**Exercise directions**
Count the lines in the material below that contain the string "ceiling", treating uppercase and lowercase as different, and give only the number.

==================================================

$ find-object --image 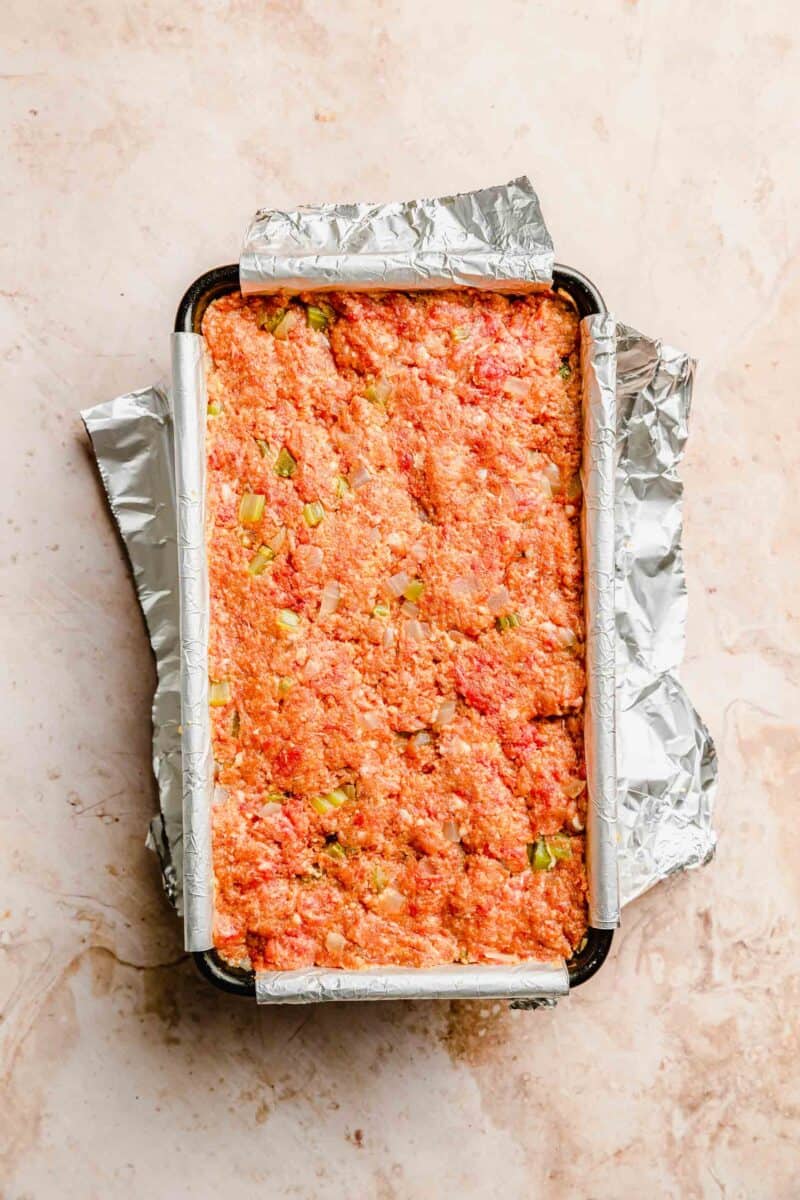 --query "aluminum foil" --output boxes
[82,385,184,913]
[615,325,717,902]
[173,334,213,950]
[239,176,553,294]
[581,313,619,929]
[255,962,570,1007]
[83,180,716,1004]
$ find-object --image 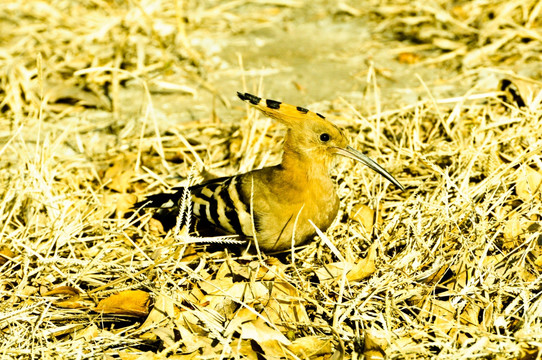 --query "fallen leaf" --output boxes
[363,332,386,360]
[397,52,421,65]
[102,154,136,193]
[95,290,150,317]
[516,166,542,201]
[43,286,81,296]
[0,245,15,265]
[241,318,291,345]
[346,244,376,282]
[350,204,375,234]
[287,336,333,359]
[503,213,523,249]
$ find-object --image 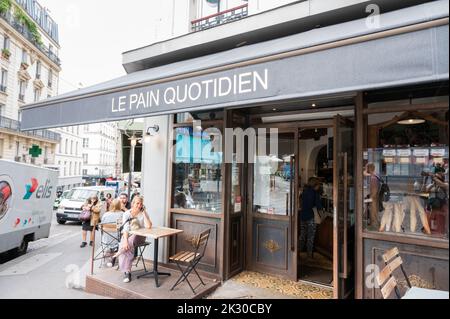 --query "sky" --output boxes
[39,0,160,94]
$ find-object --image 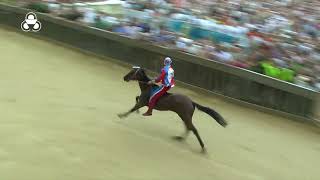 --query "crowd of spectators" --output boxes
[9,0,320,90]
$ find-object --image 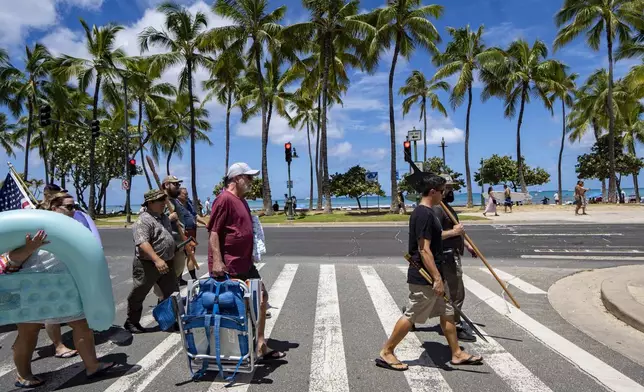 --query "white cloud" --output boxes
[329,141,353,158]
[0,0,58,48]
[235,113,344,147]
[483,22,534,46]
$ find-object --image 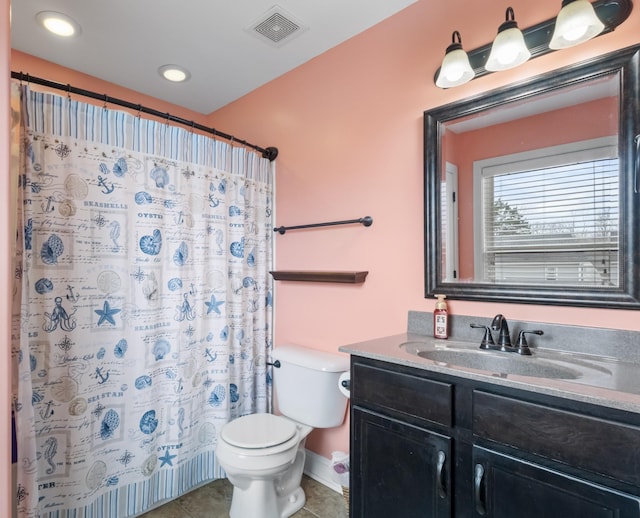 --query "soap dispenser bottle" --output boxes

==================================================

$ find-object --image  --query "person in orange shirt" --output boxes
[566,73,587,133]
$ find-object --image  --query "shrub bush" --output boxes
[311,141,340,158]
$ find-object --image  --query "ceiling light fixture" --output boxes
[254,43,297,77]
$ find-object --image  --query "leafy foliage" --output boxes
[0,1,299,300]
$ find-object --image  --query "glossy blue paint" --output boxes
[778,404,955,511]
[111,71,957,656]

==================================================

**Exercise result**
1